--- Start of READING TEXT ---

How Pious was Shahpur I? On the Role of Religion under the Early Sasanians

Philip Kreyenbroek, Professor of Iranian Studies, University of Göttingen

It is widely supposed that the early Sasanians were particularly staunch and traditional Zoroastrians who restored the religion, if not to its former purity then at least to a state widely held to be Zoroastrian orthodoxy. Nevertheless, Shapur I accorded Mani, whom he could hardly have believed to be a traditional Zoroastrian, considerable privileges at court and in the country, while the position of Zoroastrian prelate Kirder was initially a modest one. The implications of this state of affairs have not been given due attention. One reason for this is that the available sources offer a more or less coherent picture of early Sasanian religious policies. These sources have long been taken primarily as descreiptions of fact, rather than as representing an attempt to provde the country with a version of history that would support the Sasanians’ claims to power, while furthering the cause of the Zoroastrian clergy. If the sources are understood in this way, they cast a different light on certain aspects of the dynamics of religious life in Sasanian Iran

Touraj Daryaee

The ‘King of Kings’ who is from the ‘Race of Gods’: The Idea of Kingship in the Early Sasanian Period

Dr Touraj Daryaee, Department of History, California State University, Fullerton

From the reign of Ardashir I (AD 224-240) the Sasanian kings adopted and held several important titles and epithets. These included Sahan Sah ‘King of Kings’; Mazdesn Bay ‘Mazda-worshipping God/Lord’; and ke cihr az yazdan ‘from the Seed/Race of Gods’. This essay attempts to delineate and explain the creation and origins of these titles which were in use from the time of Ardashir to the early fourth-century. It is contended that the early Sasanian idea of kingship was a melange of old Persian ideas of royalty, i.e., Achaemenid via the local rulers of Persis (King of Kings), as well as the Zoroastrian religious tradition (Mazda-worshipping God), and the Hellenic idea of monarchy (Race of Gods). It is important to note that the Sasanians were not simply reviving the old Persian tradition from the Achaemenid period, but rather using and adopting all the existing traditions on the Iranian plateau which created a tripartite (Persian, Zoroastrian and Hellenic) notion of kingship.

--- End of READING TEXT ---
--- Start of EXTRACTED INFORMATION ---

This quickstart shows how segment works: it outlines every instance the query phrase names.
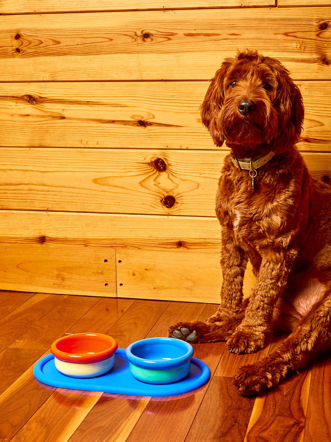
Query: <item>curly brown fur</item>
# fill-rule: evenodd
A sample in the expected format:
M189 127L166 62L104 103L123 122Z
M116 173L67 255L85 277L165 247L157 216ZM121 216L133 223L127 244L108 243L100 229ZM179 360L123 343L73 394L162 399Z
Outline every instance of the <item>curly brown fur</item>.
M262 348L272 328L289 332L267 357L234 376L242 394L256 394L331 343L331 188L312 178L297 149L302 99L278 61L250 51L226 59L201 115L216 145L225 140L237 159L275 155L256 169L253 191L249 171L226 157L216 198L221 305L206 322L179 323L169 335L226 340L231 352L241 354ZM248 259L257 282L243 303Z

--- End of EXTRACTED INFORMATION ---
--- Start of EXTRACTED INFORMATION ---

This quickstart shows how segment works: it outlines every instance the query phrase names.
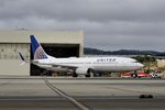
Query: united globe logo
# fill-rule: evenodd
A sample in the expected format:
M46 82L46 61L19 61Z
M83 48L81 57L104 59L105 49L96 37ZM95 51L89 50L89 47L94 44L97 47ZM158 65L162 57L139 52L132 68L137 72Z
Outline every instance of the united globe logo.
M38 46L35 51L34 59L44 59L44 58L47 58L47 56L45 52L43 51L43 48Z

--- End of EXTRACTED INFORMATION ---

▶ _THINGS TO DO_:
- A) List the titles and epithets that, according to the text on the early Sasanians, the Sasanian kings adopted from the reign of Ardashir I, with the English meaning given for each.
- B) Carry on the text on the early Sasanians for a few sentences, starting after its final sentence.
The records are separate material, unconnected to the text on the early Sasanians.

▶ _ANSWERS FOR THE TASKS_:
- A)
- Sahan Sah: 'King of Kings'
- Mazdesn Bay: 'Mazda-worshipping God/Lord'
- ke cihr az yazdan: 'from the Seed/Race of Gods'

- B)
Convenors

Dr Vesta Sarkhosh Curtis is Curator of Middle Eastern Coins at the British Museum and is responsible for its collection of pre-Islamic Iranian coins (from the third-century BC until the middle of the seventh-century AD), which includes both Parthian and Sasanian coins. She also looks after coins of the Islamic world beginning with the Umayyad and Abbasid periods and including coins of the Samanid and Buyid, Seljuk, Mamluk, Ayyubid and Fatimid, Ilkhanid and Timurid, Safavid and Qajar dynasties. Projected have included The Sasanian Coin Project, a collaborative project with the National Museum of Iran in Tehran, and now successfully completed. The result is a two-volume Sylloge of Sasanian coins of the third- to seventh-centuries AD while Dr Sarkhosh Curtis currently jointly-directs the International Parthian Coin Project, The Sylloge Nummorum Parthicorum (SNP), and is Joint Editor of the SNP series. This multi-institutional project will record Parthian coins of the third-century BC to the third-century AD found in London, Vienna, Tehran, Paris, Berlin, and the American Numismatic Society, New York.

Dr Sarah Stewart is Lecturer in Zoroastrianism in the Department of the Study of Religions at the School of Oriental and African Studies, University of London and Deputy Director of the London Middle East Institute, also at SOAS. She has been co-convenor of the ‘Idea of Iran’ symposia since its inception in 2006 and has co-edited five volumes in the ‘Idea of Iran’ publication series with I.B.Tauris. She serves on the Academic Council of the Iran Heritage Foundation and has been a longstanding Fellow of the British Institute of Persian Studies, most recently serving as its Honorary Secretary until 2013, in which year Dr Stewart co-organised the acclaimed exhibition: ‘The Everlasting Flame: Zoroastrianism in History and Imagination’. Her publications include studies on Parsi and Iranian-Zoroastrian living traditions and is currently working on a publication (in collaboration with Mandana Moavenat) on contemporary Zoroastrianism in Iran.